Data in this exercise: Begin

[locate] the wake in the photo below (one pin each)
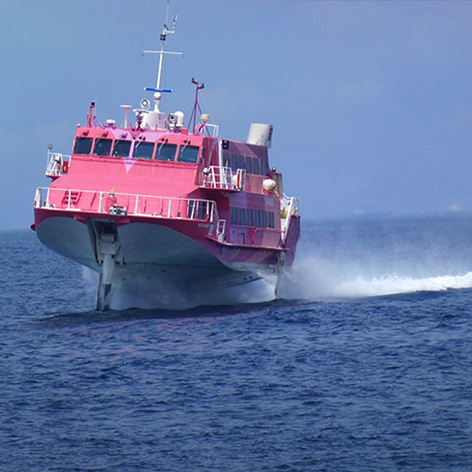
(315, 279)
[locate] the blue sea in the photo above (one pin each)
(365, 365)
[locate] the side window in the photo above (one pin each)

Data in this exercise: End

• _Work instructions_
Without any of its images, the data above should be returned exactly.

• _Answer for the task_
[locate] the wake in the photo below (one pin each)
(315, 279)
[locate] the blue sea in the photo above (one pin each)
(365, 365)
[locate] the side window in the photo above (one pin each)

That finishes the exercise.